## Task brief
Pull each line holding the word "below" from the data.

## Saved entries

····················

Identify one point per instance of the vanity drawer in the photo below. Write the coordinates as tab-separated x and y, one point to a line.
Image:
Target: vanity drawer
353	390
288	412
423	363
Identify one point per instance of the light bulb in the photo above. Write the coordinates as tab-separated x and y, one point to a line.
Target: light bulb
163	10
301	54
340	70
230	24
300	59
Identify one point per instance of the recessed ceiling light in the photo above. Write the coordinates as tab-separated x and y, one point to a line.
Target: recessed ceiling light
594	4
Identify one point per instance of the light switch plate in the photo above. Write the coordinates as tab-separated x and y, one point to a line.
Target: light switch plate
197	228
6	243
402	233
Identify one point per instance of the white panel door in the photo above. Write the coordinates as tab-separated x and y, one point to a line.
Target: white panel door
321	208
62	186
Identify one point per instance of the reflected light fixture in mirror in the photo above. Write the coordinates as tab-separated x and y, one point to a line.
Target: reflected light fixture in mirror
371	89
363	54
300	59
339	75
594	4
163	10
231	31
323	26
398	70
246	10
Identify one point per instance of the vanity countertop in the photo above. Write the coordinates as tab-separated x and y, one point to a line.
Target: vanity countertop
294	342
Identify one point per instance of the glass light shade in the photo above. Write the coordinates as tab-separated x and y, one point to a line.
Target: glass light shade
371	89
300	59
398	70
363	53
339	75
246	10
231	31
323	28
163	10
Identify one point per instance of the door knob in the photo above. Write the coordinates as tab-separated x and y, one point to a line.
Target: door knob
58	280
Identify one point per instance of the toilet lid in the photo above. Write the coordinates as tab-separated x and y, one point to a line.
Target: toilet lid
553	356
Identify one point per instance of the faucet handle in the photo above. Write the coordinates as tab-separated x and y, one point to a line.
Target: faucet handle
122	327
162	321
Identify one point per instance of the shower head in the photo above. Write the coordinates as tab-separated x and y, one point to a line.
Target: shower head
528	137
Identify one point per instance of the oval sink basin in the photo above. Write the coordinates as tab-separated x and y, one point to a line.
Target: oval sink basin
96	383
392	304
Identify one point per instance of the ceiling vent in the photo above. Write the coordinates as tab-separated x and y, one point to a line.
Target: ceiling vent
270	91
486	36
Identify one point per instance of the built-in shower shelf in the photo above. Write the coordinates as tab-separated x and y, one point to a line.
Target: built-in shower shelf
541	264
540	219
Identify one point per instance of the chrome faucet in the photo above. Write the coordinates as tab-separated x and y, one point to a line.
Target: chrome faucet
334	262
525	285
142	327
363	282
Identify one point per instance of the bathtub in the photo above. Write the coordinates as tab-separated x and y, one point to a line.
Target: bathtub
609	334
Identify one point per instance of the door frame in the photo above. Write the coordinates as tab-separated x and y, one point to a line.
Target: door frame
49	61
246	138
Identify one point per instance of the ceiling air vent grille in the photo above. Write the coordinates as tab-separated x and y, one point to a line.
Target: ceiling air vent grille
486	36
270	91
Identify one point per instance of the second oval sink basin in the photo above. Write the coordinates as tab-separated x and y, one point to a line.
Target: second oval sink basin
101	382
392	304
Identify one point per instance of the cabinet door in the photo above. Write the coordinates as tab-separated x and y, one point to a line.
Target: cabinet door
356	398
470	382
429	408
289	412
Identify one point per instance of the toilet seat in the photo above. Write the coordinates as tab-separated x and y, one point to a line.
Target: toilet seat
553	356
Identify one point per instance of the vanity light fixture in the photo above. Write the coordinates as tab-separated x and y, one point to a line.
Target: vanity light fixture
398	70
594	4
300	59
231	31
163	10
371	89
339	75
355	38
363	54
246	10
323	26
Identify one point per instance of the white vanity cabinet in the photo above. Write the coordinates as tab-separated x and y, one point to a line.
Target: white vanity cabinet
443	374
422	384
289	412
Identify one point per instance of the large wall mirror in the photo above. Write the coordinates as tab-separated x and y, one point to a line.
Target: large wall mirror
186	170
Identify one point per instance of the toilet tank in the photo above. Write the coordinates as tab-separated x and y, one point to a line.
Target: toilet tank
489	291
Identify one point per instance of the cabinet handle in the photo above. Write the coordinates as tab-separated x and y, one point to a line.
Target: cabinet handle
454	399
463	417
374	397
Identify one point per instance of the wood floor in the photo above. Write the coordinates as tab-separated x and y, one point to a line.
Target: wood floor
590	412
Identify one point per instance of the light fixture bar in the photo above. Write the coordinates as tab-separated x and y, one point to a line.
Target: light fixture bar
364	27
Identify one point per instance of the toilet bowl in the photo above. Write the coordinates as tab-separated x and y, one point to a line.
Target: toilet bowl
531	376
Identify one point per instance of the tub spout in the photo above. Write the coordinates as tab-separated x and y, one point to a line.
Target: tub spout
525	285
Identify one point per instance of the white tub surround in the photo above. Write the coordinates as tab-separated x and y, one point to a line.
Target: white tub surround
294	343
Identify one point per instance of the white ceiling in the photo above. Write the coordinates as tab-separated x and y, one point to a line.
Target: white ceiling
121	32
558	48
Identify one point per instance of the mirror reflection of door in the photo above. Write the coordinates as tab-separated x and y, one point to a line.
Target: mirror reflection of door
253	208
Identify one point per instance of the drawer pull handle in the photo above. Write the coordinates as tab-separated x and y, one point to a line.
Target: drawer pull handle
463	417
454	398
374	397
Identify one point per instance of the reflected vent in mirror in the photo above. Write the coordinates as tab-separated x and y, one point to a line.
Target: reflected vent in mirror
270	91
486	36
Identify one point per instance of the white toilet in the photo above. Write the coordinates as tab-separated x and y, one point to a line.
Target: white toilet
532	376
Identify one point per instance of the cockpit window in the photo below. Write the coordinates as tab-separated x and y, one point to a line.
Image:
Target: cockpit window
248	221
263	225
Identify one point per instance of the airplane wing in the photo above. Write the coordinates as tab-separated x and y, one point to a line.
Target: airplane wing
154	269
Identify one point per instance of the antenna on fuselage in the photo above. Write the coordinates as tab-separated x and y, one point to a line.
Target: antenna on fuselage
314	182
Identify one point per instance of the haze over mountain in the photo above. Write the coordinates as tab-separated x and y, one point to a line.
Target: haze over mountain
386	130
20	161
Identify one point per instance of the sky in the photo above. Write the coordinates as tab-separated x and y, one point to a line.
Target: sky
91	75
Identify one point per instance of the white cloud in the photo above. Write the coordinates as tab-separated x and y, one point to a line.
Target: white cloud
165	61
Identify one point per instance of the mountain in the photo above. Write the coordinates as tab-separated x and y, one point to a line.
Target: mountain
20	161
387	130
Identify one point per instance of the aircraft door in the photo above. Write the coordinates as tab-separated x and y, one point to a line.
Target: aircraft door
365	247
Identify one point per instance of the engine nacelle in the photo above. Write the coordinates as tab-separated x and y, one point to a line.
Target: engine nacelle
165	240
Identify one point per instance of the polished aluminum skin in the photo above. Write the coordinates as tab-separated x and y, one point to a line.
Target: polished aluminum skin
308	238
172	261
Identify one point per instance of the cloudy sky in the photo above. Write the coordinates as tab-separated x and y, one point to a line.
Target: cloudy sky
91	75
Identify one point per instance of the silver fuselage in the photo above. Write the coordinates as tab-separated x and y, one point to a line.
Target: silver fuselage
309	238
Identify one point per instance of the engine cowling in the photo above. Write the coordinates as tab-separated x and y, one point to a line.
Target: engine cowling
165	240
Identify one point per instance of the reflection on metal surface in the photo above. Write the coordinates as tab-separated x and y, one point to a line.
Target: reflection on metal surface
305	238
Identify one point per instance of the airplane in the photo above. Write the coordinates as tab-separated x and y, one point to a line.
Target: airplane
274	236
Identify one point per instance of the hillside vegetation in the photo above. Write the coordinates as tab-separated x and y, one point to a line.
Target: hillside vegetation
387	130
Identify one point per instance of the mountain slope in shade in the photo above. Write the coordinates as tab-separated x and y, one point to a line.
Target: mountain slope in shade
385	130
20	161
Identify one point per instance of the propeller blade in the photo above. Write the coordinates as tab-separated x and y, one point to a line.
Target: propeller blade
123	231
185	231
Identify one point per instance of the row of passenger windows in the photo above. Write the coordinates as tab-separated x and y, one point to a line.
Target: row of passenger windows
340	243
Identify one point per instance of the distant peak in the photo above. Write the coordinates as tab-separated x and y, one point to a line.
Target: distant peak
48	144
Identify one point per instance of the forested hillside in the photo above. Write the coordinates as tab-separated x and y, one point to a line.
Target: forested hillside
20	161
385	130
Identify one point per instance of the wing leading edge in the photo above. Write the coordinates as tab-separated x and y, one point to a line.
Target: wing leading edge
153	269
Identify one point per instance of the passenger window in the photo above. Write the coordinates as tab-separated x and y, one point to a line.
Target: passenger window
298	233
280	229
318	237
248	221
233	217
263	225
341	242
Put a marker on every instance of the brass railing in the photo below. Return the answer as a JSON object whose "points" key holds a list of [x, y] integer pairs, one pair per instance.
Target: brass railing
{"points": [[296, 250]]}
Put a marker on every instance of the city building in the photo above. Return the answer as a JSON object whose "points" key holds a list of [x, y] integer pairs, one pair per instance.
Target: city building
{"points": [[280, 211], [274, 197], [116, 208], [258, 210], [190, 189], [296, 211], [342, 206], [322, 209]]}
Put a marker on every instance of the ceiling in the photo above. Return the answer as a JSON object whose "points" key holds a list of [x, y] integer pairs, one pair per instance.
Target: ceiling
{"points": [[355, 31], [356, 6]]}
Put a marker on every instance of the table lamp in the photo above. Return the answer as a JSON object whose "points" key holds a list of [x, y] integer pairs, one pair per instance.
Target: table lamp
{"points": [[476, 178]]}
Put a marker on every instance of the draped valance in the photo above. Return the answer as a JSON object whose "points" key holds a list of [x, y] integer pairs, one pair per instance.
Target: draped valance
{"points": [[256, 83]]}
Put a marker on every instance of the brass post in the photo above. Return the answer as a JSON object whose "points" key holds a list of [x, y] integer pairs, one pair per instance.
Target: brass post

····················

## Your response
Identify one point per instance of the vanity drawer in the photo below. Write the coordinates as tab-separated x and y, one point to a line.
Identify one point per instance of the cockpit window in the photo below. Write the coordinates as tab-separated x and y, one point to a line.
Put a marker on every instance of the brass railing in the photo below. Return the answer as a JSON object whose "points" key holds a list of [x, y] integer pairs, one pair per instance.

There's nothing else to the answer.